Text shown:

That sounds promising. That Draper magic we’ve seen so many times. Smiles. You’ve got our attention. He continues:
Imagine a husband coming home from work. His wife greets him at the door, wearing a satin negligée, leads him into the bedroom, with one flick of a red polished nail, she ignites the coiled heat from a nearby toaster, which is also eager to receive his now warm pastries.
Gentlemen, I give you, the Jelle Jolie by Martine Margeaux.
WTF!!!
Edsel Kellogg: “Uh, You know we’re a kid’s cereal company, right?”
Draper: “If that’s all you wanna be.”
Sterling: “I’ve been in your town for six hours. You know what I see? Dead trees, and sad lonely women.”
Needless to say, Draper and Sterling don’t get the account.
(“Jelle Jolie” seemed familiar, so I did a search and confirmed what my Spidey sense was telling me, Belle Jolie was the account at Sterling Cooper where Peggy Olson got her chance at writing ad copy.)

Short problem a: Copy out the records line for line, leaving every character unchanged.
The text and the records were taken from unrelated sources.

Exercise data:
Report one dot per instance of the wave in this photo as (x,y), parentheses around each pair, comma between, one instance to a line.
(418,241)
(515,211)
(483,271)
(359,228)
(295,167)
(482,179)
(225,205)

Short problem b: According to the recap above, how long does Sterling say he has been in the town?

Written answer a:
Report one dot per instance of the wave in this photo as (x,y), parentheses around each pair, comma between, one instance to a line.
(418,241)
(515,211)
(483,271)
(359,228)
(295,167)
(482,179)
(225,205)

Written answer b: Six hours.